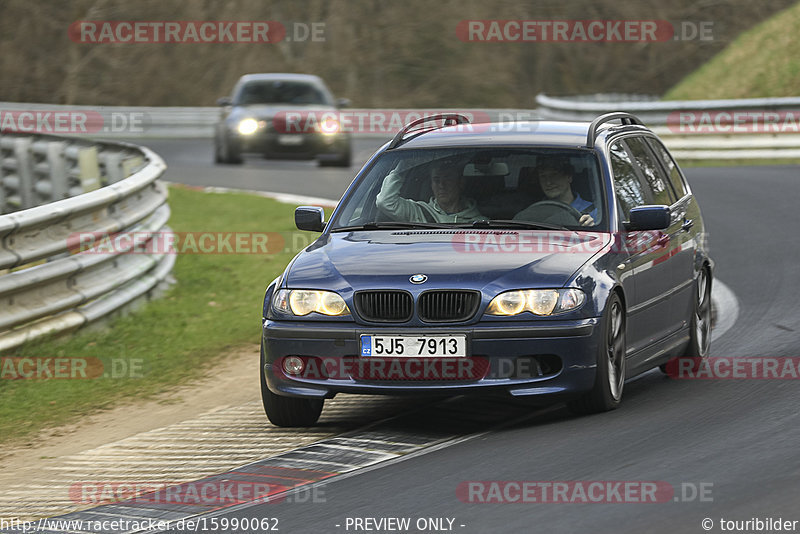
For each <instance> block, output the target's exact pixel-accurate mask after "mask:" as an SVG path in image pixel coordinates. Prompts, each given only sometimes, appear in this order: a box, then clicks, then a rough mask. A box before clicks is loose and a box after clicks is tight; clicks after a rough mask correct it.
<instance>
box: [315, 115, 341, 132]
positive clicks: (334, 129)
mask: <svg viewBox="0 0 800 534" xmlns="http://www.w3.org/2000/svg"><path fill="white" fill-rule="evenodd" d="M341 127H342V126H341V124H339V121H338V120H336V119H334V118H333V117H326V118H324V119H322V121H321V122H320V123H319V126H318V128H319V131H320V132H321V133H323V134H324V135H334V134H337V133H339V130H340V129H341Z"/></svg>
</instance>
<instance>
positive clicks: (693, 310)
mask: <svg viewBox="0 0 800 534" xmlns="http://www.w3.org/2000/svg"><path fill="white" fill-rule="evenodd" d="M711 283H712V278H711V273H709V271H708V268H707V267H704V268H703V269H702V270H701V271H700V273H699V274H698V275H697V281H696V282H695V284H694V309H693V311H692V318H691V320H690V321H689V345H687V346H686V350H685V351H684V352H683V354H682V355H681V358H693V359H694V360H695V361H694V364H693V366H692V370H693V371H695V372H696V371H698V370H699V369H700V368H701V367H702V365H703V361H704V360H706V359H707V358H708V352H709V350H710V348H711ZM673 364H674V362H673ZM659 369H661V372H662V373H664V374H666V375H672V374H673V373H674V372H675V369H674V368H673V367H671V366H670V364H666V363H665V364H662V365H660V366H659Z"/></svg>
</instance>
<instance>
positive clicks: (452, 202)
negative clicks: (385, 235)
mask: <svg viewBox="0 0 800 534" xmlns="http://www.w3.org/2000/svg"><path fill="white" fill-rule="evenodd" d="M405 161H406V160H402V161H401V162H400V163H398V164H397V166H396V167H395V168H394V169H392V171H391V172H390V173H389V174H387V175H386V178H384V179H383V184H382V185H381V191H380V193H378V196H377V197H376V199H375V204H376V205H377V206H378V209H379V210H381V211H382V212H384V213H386V214H387V215H390V216H391V217H392V218H393V219H394V220H396V221H404V222H405V221H407V222H426V221H432V222H441V223H457V222H473V221H477V220H481V219H485V218H486V217H484V216H483V215H481V213H480V212H479V211H478V208H477V207H476V203H475V200H474V199H471V198H469V197H466V196H464V194H463V192H464V181H463V179H462V177H461V169H462V167H461V166H460V165H454V164H452V163H448V162H437V163H436V164H435V165H434V167H433V170H432V172H431V189H432V190H433V197H431V198H430V200H428V201H427V202H425V201H423V200H411V199H408V198H403V197H401V196H400V189H401V187H402V185H403V178H402V176H401V173H402V172H403V171H404V170H405V165H406V163H405ZM426 215H427V218H426Z"/></svg>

-*-*-

— What is being asked —
Only one stretch of the entries above is wanted: the lines from the one containing "positive clicks: (334, 129)" through the one containing "positive clicks: (452, 202)". Please reproduce it exactly.

— Answer area —
positive clicks: (334, 129)
mask: <svg viewBox="0 0 800 534" xmlns="http://www.w3.org/2000/svg"><path fill="white" fill-rule="evenodd" d="M341 127H342V126H341V124H339V121H338V120H336V119H334V118H333V117H326V118H324V119H322V121H321V122H320V123H319V126H318V128H319V131H320V132H321V133H323V134H324V135H334V134H337V133H339V130H340V129H341Z"/></svg>
</instance>
<instance>
positive clicks: (693, 310)
mask: <svg viewBox="0 0 800 534" xmlns="http://www.w3.org/2000/svg"><path fill="white" fill-rule="evenodd" d="M711 283H712V278H711V273H709V271H708V268H707V267H704V268H703V269H702V270H701V271H700V273H699V274H698V275H697V281H696V282H695V284H694V309H693V311H692V318H691V320H690V321H689V345H687V346H686V350H685V351H684V352H683V354H682V355H681V358H693V359H694V360H695V361H694V364H693V366H692V370H693V371H695V372H696V371H698V370H699V369H700V368H701V367H702V365H703V361H704V360H706V359H707V358H708V352H709V350H710V348H711ZM673 364H674V362H673ZM659 369H661V372H662V373H664V374H666V375H672V374H673V373H674V372H675V369H674V368H673V367H671V366H670V364H666V363H665V364H662V365H660V366H659Z"/></svg>
</instance>
<instance>
positive clicks: (452, 202)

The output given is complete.